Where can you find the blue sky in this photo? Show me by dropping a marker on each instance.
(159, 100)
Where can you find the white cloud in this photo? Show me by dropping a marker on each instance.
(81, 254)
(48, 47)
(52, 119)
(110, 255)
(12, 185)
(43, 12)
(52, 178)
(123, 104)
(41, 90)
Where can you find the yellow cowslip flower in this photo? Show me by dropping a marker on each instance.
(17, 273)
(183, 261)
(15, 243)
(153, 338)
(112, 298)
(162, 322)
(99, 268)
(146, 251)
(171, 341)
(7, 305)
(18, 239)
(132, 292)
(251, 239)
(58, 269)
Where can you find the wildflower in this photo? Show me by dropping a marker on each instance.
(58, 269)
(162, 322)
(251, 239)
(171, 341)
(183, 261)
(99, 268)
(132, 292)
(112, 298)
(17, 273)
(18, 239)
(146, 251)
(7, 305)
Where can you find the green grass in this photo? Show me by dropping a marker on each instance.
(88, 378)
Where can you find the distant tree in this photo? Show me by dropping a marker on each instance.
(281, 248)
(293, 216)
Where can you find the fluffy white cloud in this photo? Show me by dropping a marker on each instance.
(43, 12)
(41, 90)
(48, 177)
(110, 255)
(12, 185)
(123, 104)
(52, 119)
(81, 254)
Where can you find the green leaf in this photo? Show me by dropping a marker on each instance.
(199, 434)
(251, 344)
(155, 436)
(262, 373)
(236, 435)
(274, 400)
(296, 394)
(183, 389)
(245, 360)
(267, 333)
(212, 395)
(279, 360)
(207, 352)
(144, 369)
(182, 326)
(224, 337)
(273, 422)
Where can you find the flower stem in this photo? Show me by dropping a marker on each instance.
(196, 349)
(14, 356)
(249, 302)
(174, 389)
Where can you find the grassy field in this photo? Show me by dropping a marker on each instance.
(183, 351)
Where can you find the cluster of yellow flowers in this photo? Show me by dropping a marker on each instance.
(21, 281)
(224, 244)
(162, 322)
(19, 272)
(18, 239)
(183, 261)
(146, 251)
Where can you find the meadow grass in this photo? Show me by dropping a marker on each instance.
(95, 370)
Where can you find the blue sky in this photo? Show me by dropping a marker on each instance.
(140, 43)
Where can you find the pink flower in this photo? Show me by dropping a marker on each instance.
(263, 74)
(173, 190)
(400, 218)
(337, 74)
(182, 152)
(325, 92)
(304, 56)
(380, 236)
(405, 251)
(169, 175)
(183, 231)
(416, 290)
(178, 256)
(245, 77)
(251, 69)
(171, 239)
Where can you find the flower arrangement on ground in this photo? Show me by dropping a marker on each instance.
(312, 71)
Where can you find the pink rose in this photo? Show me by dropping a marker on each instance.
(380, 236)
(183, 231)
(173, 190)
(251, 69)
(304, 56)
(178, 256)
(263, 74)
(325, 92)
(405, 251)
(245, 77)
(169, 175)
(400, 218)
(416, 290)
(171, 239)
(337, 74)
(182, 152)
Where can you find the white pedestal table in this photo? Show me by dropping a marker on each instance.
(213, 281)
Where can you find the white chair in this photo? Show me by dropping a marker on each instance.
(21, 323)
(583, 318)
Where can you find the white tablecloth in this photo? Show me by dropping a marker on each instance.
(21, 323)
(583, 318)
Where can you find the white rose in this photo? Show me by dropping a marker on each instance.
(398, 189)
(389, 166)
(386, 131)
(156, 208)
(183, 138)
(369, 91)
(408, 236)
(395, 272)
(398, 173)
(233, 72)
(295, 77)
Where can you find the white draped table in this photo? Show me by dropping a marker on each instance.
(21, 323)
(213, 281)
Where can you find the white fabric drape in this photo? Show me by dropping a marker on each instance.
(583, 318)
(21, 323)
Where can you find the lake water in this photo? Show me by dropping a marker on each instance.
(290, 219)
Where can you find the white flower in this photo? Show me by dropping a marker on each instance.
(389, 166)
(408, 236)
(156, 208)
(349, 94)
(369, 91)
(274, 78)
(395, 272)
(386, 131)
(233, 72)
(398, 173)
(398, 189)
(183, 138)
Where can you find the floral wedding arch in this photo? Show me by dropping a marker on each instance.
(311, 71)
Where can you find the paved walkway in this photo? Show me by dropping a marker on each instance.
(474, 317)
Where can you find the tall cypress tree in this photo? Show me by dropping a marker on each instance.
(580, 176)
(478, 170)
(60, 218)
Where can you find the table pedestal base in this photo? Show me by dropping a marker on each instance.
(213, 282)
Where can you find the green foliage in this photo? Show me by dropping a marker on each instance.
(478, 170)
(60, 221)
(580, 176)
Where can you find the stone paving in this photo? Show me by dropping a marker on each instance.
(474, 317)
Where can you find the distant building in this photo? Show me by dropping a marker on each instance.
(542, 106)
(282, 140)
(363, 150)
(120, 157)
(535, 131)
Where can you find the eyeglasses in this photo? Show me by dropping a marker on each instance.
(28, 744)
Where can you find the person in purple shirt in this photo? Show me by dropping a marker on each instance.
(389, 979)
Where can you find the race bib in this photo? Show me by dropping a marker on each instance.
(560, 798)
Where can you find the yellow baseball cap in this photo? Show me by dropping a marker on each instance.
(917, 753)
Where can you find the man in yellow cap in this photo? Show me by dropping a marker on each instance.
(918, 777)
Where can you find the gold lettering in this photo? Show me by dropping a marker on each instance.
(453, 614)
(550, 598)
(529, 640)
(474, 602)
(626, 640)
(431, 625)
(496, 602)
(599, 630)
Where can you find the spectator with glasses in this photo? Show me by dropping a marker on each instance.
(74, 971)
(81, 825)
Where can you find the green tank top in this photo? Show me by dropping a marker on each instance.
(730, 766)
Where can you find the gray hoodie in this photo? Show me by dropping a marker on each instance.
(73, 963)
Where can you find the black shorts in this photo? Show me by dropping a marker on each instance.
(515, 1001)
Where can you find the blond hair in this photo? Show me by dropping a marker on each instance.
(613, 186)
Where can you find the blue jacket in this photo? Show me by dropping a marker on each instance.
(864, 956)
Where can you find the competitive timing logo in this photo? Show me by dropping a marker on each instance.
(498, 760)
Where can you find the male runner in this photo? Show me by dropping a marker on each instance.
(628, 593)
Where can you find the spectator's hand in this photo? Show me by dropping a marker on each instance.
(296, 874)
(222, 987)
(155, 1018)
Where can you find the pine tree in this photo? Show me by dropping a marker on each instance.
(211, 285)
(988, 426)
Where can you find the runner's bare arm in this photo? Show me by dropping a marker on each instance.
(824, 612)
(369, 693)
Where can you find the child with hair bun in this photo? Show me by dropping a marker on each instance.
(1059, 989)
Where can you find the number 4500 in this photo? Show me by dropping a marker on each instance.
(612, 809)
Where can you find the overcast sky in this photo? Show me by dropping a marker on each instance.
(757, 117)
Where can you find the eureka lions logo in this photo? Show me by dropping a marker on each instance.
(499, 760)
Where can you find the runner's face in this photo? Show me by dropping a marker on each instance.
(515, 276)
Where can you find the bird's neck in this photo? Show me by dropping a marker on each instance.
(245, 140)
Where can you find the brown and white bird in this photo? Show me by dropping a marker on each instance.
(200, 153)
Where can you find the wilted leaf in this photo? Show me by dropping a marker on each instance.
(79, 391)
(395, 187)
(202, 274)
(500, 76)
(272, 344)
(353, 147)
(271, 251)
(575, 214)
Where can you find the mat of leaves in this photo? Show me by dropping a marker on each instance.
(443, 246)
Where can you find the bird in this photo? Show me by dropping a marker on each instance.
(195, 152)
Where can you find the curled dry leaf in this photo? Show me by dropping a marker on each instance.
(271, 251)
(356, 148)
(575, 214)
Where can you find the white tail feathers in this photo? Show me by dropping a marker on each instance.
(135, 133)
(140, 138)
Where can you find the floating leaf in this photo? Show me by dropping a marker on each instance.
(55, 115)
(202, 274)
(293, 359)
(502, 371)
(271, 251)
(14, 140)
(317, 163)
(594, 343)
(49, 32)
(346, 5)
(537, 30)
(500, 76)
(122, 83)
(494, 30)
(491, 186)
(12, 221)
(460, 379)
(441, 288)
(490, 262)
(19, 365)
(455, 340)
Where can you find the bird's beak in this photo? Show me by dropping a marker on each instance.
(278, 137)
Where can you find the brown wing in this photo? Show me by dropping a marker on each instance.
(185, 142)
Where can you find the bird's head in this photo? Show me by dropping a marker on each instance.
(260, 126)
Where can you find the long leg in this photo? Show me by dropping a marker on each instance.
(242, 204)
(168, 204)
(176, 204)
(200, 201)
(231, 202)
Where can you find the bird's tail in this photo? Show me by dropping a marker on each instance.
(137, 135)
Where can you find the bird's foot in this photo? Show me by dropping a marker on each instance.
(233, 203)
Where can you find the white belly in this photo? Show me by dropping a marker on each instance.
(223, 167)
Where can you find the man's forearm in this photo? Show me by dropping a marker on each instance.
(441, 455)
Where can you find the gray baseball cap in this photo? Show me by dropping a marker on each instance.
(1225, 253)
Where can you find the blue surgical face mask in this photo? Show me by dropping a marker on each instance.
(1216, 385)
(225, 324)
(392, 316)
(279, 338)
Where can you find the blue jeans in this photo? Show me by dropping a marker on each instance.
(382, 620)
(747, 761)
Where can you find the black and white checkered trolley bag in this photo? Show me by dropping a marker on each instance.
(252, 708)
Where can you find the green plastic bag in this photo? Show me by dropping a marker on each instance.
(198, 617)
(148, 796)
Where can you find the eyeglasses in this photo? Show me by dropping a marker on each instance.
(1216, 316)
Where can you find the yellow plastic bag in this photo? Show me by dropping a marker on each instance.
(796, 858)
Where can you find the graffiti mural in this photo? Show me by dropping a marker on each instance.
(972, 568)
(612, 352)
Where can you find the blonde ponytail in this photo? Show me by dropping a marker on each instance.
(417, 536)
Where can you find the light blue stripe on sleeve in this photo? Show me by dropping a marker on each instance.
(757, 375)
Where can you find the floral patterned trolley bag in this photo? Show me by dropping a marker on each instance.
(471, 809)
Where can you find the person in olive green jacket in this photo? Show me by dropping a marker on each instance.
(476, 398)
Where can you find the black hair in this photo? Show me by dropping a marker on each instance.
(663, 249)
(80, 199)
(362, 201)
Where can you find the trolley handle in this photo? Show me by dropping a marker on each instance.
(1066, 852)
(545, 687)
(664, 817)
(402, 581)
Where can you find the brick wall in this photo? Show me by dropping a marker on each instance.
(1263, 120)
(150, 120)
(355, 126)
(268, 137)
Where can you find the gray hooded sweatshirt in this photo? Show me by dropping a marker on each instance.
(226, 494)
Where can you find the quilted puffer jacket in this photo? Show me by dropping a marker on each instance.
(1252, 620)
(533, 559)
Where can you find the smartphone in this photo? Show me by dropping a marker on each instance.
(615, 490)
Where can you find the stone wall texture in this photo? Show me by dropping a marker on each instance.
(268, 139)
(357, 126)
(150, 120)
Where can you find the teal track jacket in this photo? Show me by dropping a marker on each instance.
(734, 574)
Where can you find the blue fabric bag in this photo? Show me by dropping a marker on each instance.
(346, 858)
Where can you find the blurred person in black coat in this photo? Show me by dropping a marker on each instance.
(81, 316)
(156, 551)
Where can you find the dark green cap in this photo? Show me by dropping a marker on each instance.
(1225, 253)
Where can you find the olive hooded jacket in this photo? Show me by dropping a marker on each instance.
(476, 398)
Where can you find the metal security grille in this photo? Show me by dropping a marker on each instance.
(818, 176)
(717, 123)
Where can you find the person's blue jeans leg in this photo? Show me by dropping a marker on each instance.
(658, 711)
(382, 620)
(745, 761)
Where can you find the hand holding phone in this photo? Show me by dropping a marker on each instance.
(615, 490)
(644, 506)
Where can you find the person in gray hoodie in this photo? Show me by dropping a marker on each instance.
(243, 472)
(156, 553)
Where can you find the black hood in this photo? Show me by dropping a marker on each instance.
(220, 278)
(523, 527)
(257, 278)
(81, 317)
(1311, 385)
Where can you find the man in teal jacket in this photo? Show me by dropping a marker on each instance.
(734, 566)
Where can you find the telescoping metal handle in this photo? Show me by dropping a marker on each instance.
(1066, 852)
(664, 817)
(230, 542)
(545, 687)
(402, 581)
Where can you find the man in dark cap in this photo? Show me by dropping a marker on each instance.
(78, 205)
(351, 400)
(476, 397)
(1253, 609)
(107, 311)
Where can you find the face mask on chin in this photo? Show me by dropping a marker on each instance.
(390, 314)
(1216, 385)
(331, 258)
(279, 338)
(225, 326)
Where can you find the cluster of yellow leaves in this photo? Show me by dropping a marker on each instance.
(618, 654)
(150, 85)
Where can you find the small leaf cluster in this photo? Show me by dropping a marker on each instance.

^^^^^^^^^^^^^^^^

__Activity__
Lines from the one containing "Where can you find the cluster of yellow leaves" through the last line of the records, restated word for word: that is the whole response.

__Exercise answer__
Where can you find the cluster of yellow leaves in this photo? Show me by dropping a marker on each instance.
(618, 654)
(150, 85)
Where can you find the small leaf cluster in this photo? Show me by dropping a marker on each instance.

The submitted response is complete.